(Records of labeled boxes)
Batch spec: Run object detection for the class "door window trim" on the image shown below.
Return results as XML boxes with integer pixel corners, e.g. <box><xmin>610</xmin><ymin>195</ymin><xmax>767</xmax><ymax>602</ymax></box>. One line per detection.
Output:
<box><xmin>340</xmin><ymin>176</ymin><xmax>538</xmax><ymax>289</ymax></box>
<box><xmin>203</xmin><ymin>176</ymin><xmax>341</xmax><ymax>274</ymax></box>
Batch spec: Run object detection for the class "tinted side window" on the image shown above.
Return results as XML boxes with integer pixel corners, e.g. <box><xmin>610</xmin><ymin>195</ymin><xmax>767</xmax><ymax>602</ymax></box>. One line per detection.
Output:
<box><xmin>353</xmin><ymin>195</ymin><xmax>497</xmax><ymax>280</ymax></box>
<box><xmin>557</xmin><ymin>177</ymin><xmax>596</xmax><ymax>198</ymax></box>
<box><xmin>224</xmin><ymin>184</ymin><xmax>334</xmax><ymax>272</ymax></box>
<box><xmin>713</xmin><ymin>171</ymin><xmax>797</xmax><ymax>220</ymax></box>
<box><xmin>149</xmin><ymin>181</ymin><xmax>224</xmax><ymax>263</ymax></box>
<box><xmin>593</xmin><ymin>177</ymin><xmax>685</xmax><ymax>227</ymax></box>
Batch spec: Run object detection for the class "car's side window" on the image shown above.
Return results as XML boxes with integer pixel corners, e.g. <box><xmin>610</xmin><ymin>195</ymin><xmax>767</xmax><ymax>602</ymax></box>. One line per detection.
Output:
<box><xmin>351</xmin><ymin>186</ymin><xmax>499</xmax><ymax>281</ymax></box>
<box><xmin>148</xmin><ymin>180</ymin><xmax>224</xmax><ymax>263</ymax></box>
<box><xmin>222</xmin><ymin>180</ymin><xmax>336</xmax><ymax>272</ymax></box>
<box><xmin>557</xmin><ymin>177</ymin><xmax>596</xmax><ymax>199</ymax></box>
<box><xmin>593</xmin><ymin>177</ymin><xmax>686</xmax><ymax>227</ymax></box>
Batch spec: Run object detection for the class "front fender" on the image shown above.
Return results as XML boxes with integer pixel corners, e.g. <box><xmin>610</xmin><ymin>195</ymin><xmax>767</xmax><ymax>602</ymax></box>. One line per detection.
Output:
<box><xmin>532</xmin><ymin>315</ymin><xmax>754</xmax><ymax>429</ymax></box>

# What needs to be done
Count the lines in the items above that contain the string "window", with case counting. Reply with the number alone.

# Exercise answer
3